**Exercise directions:**
Answer these questions using the publication news:
1. At which event does the paper "Mixed-criticality Scheduling with Memory Bandwith Regulation" appear?
2. Who had the article "Time-Triggered Co-Scheduling of Computation and Communication with Jitter Requirements" accepted?
3. What kind of requirements are lower with zero-jitter scheduling?

======== Document passage ========

Another paper written with my former colleagues at CISTER has been accepted. The paper is entitled “Mixed-criticality Scheduling with Memory Bandwith Regulation” and appear at DATE 2018. The paper considers the problem that existing schedulability analyses for mixed-criticality multi-core systems do not consider task interference in shared platform resources, such as memories, potentially making them optimistic and unsafe. We address this issue by formulating a schedulability analysis for mixed-criticality fixed-priority-scheduled multi-core systems using per-core memory access regulation. We also propose multiple heuristics for memory bandwidth allocation and task-to-core assignment. The analysis and heuristics are implemented in a tool and evaluated through extensive experiments.
Article Accepted in IEEE Transactions on Computers
Anna Minaeva had an article entitled “Time-Triggered Co-Scheduling of Computation and Communication with Jitter Requirements” accepted in IEEE Transactions on Computers. The article considers the problem of efficiently co-scheduling task execution and communication in multi-core automotive platforms. Most existing works typically deal with zero-jitter scheduling, which results in lower resource utilization, but has lower memory requirements. In contrast, this article focuses on jitter-constrained scheduling that puts constraints on the tasks jitter, increasing schedulability over zero-jitter scheduling.

======== Provided information ========

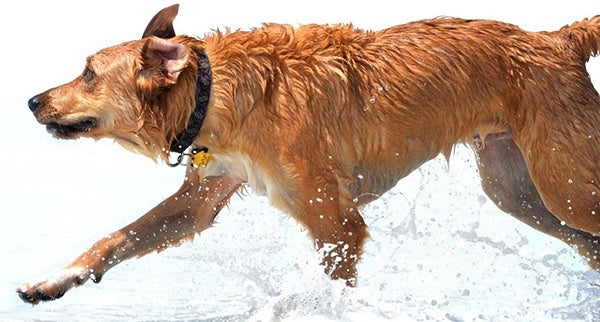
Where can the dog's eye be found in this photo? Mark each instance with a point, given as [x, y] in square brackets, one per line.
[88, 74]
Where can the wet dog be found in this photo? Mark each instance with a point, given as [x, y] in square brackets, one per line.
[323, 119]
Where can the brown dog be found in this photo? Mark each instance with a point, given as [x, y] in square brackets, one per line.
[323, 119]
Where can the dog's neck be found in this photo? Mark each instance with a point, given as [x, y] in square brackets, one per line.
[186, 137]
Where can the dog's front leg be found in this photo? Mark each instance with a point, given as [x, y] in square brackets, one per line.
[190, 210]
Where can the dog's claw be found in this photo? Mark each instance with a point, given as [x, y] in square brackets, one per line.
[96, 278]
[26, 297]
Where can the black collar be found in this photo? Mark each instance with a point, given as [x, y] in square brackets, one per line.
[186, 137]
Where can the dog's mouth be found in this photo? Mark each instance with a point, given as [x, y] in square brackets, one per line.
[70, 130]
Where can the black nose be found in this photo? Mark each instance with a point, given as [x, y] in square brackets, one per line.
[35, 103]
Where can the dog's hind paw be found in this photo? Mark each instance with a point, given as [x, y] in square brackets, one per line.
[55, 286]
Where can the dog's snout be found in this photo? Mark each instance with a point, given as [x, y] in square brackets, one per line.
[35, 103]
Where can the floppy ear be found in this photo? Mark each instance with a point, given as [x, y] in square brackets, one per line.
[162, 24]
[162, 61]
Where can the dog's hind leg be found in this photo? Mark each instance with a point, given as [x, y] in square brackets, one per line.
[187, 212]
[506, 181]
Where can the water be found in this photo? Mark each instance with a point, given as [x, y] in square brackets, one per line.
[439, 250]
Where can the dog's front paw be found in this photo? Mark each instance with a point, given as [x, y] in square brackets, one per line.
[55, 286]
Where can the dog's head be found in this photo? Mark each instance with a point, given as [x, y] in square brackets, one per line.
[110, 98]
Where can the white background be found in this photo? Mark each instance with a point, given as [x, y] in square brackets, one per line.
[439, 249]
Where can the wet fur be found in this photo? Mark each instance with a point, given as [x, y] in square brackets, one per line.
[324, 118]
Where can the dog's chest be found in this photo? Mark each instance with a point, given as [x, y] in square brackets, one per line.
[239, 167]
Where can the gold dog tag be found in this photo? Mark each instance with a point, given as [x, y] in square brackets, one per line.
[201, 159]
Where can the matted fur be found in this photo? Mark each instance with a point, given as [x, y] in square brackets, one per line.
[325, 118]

========
======== Provided information ========

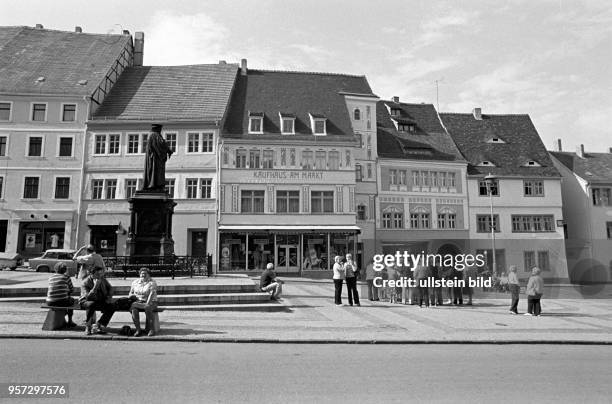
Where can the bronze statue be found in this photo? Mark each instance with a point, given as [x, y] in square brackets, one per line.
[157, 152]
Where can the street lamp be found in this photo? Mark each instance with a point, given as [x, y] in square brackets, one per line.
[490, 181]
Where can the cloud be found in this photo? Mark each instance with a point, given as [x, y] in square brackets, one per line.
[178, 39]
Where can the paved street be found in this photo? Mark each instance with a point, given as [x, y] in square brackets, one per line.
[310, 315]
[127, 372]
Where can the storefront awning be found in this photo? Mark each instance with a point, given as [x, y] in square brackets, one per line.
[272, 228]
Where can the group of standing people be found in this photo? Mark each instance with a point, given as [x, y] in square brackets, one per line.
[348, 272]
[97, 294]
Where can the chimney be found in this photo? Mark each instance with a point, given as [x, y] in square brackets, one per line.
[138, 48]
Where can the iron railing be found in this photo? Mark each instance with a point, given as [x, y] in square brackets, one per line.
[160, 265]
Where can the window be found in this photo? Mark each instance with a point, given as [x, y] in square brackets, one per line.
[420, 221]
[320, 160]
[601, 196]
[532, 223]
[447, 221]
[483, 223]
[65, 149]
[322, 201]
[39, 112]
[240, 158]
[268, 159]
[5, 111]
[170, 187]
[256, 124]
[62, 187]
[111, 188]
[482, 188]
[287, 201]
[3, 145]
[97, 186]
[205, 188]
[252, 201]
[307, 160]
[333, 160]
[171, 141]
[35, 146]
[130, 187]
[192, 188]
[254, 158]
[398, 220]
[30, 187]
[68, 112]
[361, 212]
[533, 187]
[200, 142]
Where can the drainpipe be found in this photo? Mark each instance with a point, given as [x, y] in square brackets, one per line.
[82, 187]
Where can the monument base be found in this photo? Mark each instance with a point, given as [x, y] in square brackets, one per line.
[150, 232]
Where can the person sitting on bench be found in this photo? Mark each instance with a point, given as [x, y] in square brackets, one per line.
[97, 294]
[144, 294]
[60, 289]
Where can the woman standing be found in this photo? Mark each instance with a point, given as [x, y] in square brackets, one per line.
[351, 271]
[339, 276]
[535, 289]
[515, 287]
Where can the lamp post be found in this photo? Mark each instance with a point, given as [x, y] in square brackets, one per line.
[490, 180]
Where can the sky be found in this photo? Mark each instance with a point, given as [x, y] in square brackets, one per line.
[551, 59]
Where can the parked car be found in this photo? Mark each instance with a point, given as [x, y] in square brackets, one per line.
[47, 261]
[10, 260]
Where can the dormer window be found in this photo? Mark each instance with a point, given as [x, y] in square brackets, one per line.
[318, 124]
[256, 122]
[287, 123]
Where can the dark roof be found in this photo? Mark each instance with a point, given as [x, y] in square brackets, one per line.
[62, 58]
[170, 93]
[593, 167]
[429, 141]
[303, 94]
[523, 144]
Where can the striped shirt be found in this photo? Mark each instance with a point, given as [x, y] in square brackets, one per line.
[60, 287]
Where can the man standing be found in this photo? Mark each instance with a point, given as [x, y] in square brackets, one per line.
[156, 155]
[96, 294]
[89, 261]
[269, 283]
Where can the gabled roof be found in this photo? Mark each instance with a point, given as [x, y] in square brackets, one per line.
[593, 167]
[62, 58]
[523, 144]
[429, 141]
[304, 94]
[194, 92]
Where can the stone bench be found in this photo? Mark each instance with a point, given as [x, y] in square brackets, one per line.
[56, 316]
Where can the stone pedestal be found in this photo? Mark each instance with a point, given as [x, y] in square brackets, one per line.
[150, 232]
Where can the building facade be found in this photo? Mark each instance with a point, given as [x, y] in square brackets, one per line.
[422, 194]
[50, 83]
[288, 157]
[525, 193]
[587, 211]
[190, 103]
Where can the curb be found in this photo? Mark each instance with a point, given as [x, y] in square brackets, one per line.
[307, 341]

========
======== Provided information ========

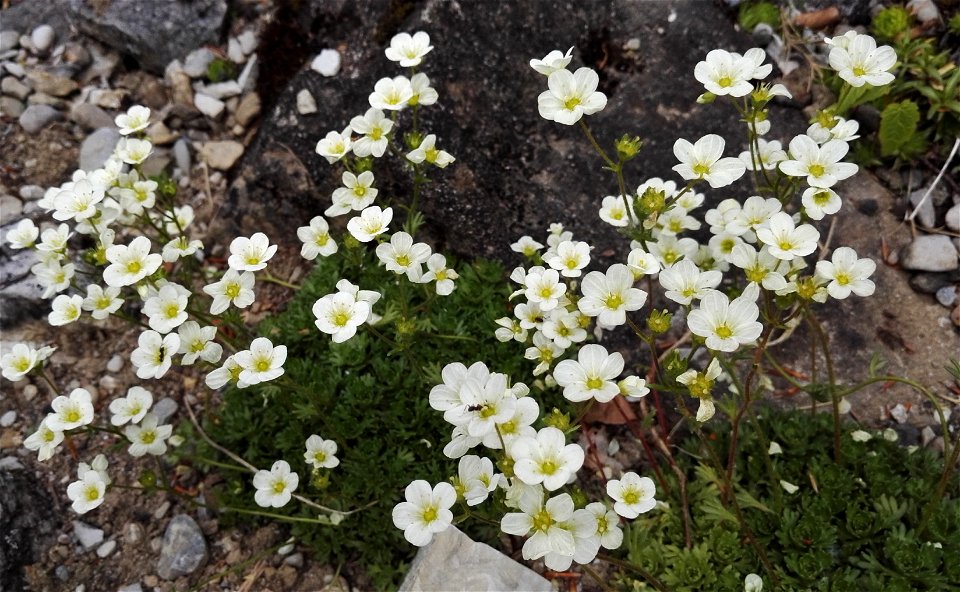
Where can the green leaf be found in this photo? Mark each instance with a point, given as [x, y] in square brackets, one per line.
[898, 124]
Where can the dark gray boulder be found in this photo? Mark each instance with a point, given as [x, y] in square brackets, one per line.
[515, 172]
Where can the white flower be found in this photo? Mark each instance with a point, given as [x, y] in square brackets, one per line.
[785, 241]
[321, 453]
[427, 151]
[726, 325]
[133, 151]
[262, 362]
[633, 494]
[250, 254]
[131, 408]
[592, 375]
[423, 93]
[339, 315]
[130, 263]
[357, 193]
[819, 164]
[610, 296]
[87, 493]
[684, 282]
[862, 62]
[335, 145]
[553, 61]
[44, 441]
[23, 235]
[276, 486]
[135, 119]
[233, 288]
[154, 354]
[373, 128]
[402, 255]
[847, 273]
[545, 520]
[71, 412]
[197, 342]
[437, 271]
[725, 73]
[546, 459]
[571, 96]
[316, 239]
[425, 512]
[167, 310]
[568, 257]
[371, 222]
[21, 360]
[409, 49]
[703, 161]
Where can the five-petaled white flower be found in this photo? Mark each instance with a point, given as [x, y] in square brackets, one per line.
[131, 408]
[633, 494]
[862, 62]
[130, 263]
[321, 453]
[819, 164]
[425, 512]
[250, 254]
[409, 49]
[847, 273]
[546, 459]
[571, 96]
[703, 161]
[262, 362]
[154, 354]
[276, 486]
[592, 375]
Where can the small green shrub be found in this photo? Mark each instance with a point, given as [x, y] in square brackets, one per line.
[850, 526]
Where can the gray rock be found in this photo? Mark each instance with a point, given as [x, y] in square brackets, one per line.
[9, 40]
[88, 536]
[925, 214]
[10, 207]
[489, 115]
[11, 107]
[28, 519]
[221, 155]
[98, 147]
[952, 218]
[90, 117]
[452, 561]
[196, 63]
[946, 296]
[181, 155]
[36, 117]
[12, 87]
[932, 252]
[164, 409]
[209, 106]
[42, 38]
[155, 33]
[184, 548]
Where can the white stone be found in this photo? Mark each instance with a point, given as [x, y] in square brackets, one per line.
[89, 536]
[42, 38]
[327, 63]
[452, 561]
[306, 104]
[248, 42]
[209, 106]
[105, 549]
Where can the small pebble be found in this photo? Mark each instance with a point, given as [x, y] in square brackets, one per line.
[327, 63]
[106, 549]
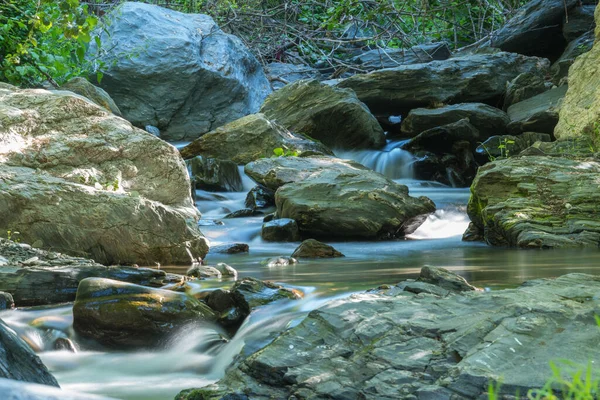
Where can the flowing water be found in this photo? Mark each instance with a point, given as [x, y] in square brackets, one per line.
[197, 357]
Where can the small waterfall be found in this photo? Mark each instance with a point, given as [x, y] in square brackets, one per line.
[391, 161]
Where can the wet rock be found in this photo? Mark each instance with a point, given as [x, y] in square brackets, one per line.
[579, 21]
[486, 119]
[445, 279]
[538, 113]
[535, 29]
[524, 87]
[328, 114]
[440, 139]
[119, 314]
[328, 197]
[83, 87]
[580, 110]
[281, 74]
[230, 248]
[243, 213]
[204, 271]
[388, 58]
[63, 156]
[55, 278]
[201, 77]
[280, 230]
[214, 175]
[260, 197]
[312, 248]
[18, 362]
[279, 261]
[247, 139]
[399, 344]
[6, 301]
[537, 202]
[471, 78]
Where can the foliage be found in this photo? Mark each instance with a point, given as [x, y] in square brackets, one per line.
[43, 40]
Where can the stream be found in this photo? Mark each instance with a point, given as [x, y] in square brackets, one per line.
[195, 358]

========

**Expected answer:**
1. DATE 2018
2. Anna Minaeva
3. Memory requirements